- Extract to read
------------------------

    I agree with the percentage idea starting out. Definately better to keep your pricing structure simple starting out until you get a real feel for what your costs are in terms of time and labor. Audio engineering is definately a labor of love (and one the wife loves to hate sometimes!! :D ) . Later on, I did move to a different approach that seemed to work out very well. I used a fixed sliding price matrix. This was based on the size of the band, number of tracks used, and length of the performance. It was also based on the amount of gear I had to supply. I also used a standard contract with the pricing matrix so everything was in writing and everyone was on the same page. This helped my clients feel that they were "in control" of their sound budget and that clients with smaller sound reinfocement requirements weren't "over paying" for my services.

    Just my two cents, hope it's useful
  6. anonymous

    anonymous Guests

    Feb 10, 2001
    Great idea :!: :D
    Anyone else?
------------------------
- Extracted information
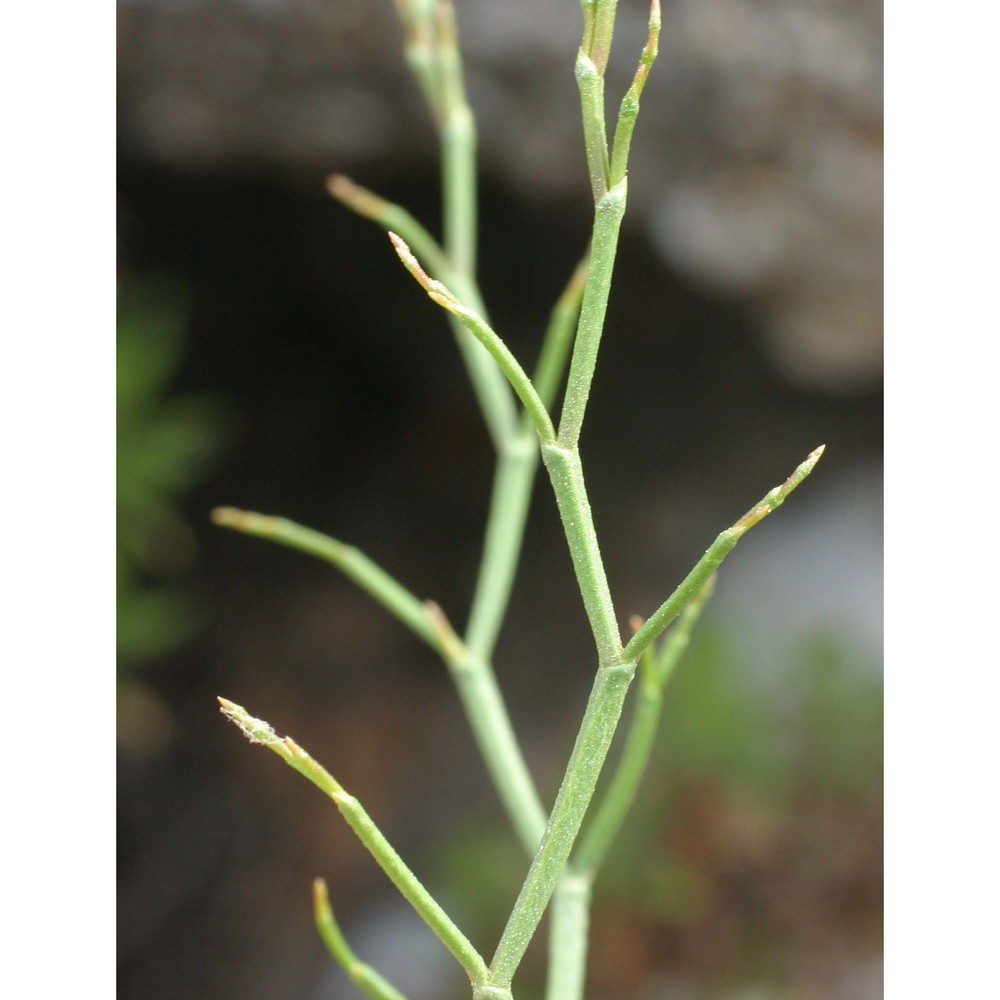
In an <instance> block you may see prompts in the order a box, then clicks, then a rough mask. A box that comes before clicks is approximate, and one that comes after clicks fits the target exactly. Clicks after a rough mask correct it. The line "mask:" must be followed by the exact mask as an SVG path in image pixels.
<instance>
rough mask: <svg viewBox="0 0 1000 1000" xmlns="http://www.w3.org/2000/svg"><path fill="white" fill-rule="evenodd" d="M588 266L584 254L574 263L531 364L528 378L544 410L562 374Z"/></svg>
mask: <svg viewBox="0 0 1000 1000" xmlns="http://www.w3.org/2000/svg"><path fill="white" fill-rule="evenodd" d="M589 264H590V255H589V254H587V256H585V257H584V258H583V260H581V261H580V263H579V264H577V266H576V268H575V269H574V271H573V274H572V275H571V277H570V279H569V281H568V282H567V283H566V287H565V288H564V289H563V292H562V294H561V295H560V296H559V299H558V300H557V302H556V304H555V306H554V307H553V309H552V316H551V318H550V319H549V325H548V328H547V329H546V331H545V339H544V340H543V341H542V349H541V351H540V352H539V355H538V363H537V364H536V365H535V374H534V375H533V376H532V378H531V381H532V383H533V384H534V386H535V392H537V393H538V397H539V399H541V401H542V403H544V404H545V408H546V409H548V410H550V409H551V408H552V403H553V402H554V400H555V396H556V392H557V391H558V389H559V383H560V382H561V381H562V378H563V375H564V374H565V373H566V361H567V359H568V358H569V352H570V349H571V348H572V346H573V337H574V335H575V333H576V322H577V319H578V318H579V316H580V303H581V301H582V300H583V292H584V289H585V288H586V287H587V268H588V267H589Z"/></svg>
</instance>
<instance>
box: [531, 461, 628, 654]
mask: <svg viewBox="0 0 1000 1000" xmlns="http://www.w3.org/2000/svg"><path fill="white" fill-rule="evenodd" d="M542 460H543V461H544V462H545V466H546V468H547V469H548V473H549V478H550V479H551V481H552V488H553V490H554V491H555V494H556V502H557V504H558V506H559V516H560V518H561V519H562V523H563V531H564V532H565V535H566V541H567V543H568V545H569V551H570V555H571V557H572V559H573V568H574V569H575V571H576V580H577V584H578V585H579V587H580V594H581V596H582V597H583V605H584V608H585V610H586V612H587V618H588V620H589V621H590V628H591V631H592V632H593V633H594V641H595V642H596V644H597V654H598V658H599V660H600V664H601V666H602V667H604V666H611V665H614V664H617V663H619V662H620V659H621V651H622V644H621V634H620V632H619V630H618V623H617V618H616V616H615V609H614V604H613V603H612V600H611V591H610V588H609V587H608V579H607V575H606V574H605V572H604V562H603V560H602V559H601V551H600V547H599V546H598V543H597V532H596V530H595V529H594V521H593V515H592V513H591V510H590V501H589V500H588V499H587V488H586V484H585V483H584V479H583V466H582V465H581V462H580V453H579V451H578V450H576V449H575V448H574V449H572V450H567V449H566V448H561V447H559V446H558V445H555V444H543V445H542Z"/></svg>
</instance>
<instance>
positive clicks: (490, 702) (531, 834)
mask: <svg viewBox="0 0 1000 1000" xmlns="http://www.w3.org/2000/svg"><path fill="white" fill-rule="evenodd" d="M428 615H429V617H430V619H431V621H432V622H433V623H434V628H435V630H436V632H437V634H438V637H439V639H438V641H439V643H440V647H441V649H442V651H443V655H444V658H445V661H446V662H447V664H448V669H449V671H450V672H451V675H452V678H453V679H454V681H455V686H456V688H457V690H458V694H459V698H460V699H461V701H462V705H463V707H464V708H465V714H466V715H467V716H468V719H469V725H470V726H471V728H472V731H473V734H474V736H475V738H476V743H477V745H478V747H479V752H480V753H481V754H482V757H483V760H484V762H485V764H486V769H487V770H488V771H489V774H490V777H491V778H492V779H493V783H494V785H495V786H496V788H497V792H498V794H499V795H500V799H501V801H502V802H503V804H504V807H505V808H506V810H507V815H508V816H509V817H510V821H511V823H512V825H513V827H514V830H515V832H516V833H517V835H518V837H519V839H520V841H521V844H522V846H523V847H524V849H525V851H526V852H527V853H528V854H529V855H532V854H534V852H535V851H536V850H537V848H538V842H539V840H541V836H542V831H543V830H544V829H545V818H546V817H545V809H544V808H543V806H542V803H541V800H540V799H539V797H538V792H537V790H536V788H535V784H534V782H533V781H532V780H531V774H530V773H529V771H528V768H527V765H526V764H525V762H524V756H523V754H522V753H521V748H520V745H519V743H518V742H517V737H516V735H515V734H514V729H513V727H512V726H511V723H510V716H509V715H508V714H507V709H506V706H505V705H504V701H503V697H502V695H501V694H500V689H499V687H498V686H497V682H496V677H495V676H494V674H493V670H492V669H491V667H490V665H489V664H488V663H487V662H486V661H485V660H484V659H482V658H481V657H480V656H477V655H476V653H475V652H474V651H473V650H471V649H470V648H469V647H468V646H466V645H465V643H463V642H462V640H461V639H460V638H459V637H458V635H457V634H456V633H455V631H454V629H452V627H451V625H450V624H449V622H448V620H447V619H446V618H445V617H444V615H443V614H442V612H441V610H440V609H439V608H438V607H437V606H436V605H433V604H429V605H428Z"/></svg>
------------------------
- Questions to answer
1. Answer these about the post on pricing sound work:
(a) The fixed sliding price matrix was based on what three things before the amount of gear is mentioned?
(b) What was used together with the pricing matrix so that everything was in writing?
(c) What date is shown on the reply from the anonymous guest?
2. From the post on pricing sound work, write out everything from "I agree with" down to "for my services.".

- Task responses
1.
(a) The size of the band, the number of tracks used, and the length of the performance.
(b) A standard contract.
(c) Feb 10, 2001.

2.
I agree with the percentage idea starting out. Definately better to keep your pricing structure simple starting out until you get a real feel for what your costs are in terms of time and labor. Audio engineering is definately a labor of love (and one the wife loves to hate sometimes!! :D ) . Later on, I did move to a different approach that seemed to work out very well. I used a fixed sliding price matrix. This was based on the size of the band, number of tracks used, and length of the performance. It was also based on the amount of gear I had to supply. I also used a standard contract with the pricing matrix so everything was in writing and everyone was on the same page. This helped my clients feel that they were "in control" of their sound budget and that clients with smaller sound reinfocement requirements weren't "over paying" for my services.